Retype every line from the start of the data down to and including the line with "Game engine object recognition — detect white hockey". Skip the pictures.

Annotated photo localization data
────────────────────────────────────────
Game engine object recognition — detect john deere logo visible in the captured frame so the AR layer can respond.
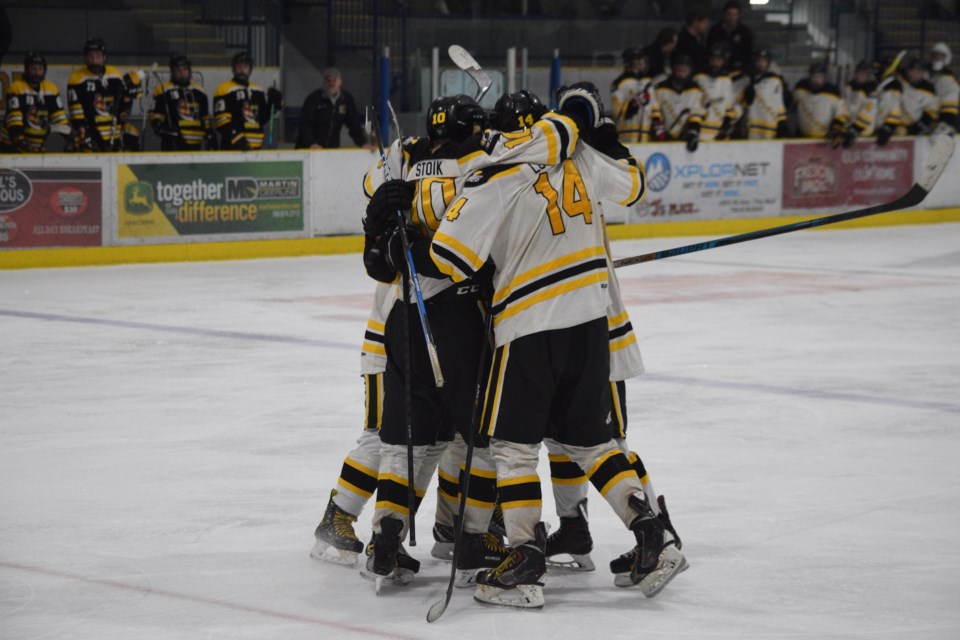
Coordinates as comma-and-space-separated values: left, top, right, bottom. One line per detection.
124, 181, 155, 215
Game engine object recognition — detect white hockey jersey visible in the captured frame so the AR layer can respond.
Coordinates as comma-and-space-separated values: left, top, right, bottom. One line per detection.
792, 79, 847, 138
655, 77, 705, 139
743, 72, 788, 139
843, 81, 878, 136
931, 68, 959, 130
359, 282, 394, 374
693, 71, 742, 141
899, 79, 940, 131
610, 72, 662, 143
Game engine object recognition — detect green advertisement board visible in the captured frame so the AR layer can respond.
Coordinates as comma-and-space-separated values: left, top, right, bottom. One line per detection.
118, 161, 303, 238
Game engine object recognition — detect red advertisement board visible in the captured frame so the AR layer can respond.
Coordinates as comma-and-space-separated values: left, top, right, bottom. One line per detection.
782, 140, 914, 210
0, 168, 102, 248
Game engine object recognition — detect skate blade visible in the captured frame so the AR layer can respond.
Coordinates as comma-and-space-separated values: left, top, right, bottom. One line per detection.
454, 568, 479, 588
474, 583, 544, 609
310, 540, 359, 567
359, 565, 416, 588
615, 546, 685, 595
545, 553, 596, 573
431, 541, 454, 561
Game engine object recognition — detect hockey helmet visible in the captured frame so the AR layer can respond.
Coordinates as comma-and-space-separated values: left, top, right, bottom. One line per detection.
83, 38, 106, 74
854, 59, 872, 73
670, 52, 693, 69
493, 90, 547, 132
23, 51, 47, 86
232, 51, 254, 82
931, 42, 952, 70
754, 48, 772, 61
708, 43, 730, 60
426, 94, 485, 143
808, 61, 828, 76
169, 53, 192, 85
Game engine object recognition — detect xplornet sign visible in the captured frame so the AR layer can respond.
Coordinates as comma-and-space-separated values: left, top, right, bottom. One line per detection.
118, 161, 304, 238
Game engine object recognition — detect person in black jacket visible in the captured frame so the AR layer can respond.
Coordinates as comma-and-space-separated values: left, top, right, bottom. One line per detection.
674, 7, 710, 74
296, 67, 369, 149
641, 27, 677, 79
707, 1, 754, 74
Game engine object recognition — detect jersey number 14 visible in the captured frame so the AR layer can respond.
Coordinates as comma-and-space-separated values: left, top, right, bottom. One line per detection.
534, 160, 593, 235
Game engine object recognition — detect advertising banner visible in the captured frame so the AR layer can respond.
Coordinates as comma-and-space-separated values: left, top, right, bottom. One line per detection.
117, 160, 304, 238
625, 142, 782, 223
782, 140, 914, 211
0, 168, 102, 248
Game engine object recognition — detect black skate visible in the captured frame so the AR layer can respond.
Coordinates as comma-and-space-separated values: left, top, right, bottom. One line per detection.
612, 493, 685, 597
455, 532, 511, 588
610, 494, 688, 580
359, 518, 420, 594
474, 523, 547, 610
545, 498, 595, 572
310, 490, 364, 566
431, 522, 455, 560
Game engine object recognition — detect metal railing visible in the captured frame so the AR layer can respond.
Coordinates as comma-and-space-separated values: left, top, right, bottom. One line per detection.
196, 0, 283, 66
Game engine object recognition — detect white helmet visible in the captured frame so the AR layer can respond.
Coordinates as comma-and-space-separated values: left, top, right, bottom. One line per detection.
931, 42, 952, 71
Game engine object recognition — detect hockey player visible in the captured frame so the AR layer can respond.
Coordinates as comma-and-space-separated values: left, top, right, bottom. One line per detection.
929, 43, 959, 132
840, 60, 878, 146
213, 51, 283, 150
694, 43, 743, 141
609, 48, 664, 143
874, 57, 905, 147
66, 39, 139, 152
150, 54, 214, 151
792, 62, 848, 145
655, 53, 704, 151
1, 52, 68, 153
741, 49, 789, 139
893, 58, 940, 138
429, 85, 685, 609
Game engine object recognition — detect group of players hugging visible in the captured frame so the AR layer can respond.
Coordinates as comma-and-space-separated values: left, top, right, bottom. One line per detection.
609, 43, 958, 150
309, 84, 688, 611
2, 38, 283, 153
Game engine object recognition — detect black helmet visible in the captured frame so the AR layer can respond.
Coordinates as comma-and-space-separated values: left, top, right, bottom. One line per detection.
────────────────────────────────────────
Your response =>
Game engine object recognition — detect john deere logo visible in the captured frame so the AR layer can respond.
Coordinates as comma-and-space-separated values: left, top, right, bottom. One line per detection.
124, 181, 155, 215
Game engine object recognition — detect white hockey jersey visible in the captured frame so the AR layer can respond.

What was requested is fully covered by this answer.